== Entradas extraídas

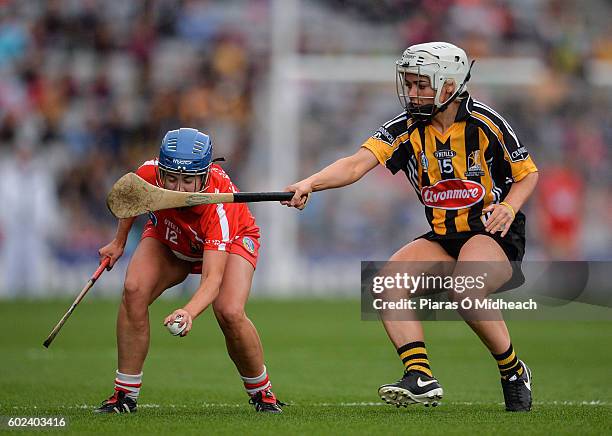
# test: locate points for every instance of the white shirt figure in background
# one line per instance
(28, 211)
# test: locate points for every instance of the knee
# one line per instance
(230, 317)
(135, 299)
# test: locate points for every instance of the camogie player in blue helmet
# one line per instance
(218, 241)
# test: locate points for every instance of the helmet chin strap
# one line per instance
(456, 94)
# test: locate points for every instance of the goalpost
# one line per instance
(283, 269)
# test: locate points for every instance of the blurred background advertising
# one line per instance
(284, 87)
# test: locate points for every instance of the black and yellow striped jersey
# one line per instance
(459, 173)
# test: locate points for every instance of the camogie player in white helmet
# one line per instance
(473, 176)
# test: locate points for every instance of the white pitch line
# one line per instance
(356, 404)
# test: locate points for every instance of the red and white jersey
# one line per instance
(190, 231)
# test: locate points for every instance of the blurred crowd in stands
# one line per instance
(87, 89)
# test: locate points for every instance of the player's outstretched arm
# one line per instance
(341, 173)
(503, 213)
(114, 249)
(213, 268)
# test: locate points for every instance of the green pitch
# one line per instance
(322, 359)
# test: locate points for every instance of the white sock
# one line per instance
(128, 383)
(256, 384)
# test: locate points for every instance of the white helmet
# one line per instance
(440, 61)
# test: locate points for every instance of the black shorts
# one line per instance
(513, 245)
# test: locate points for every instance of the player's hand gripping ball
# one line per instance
(175, 327)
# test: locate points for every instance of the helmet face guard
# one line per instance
(421, 112)
(185, 152)
(439, 62)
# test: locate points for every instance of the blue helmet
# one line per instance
(186, 151)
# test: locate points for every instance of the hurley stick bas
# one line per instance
(131, 196)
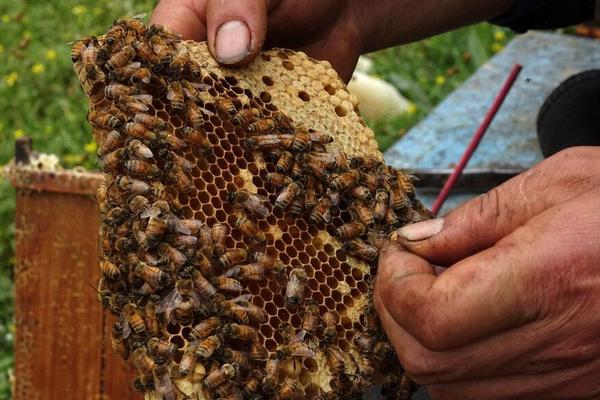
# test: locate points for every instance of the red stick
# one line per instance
(485, 124)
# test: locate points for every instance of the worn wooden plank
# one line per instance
(60, 350)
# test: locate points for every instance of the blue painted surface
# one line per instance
(511, 141)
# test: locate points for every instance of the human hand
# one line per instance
(517, 313)
(236, 29)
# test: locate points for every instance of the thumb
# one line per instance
(236, 29)
(476, 225)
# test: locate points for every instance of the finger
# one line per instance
(186, 17)
(476, 298)
(236, 29)
(486, 219)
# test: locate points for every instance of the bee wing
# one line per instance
(168, 304)
(244, 297)
(303, 351)
(179, 226)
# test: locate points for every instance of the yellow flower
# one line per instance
(496, 47)
(90, 147)
(79, 9)
(38, 68)
(51, 55)
(11, 79)
(499, 36)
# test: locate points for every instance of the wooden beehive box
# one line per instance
(62, 349)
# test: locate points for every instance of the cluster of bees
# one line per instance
(161, 269)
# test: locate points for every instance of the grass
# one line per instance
(41, 98)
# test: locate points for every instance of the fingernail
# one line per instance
(232, 43)
(421, 230)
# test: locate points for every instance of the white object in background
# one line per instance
(377, 98)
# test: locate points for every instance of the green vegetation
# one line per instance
(41, 98)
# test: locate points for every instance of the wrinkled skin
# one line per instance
(334, 30)
(516, 314)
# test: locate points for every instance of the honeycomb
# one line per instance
(242, 216)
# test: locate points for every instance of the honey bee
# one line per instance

====

Por hacer - Por favor, reescribe las entradas desde la línea que contiene "# test: locate points for every instance of the green vegetation" hasta el final, ambos extremos incluidos, sustituyendo "honeycomb" por "beeswax" y dejando todo lo demás igual.

Resultado del ejercicio -
# test: locate points for every instance of the green vegetation
# one line per instance
(41, 98)
# test: locate points for every instance of the wrinkled skin
# one line per instance
(334, 30)
(516, 314)
# test: locate points for every instance of the beeswax
# one line per instance
(242, 216)
# test: locate points for every instance of the honey bee
# one line per instance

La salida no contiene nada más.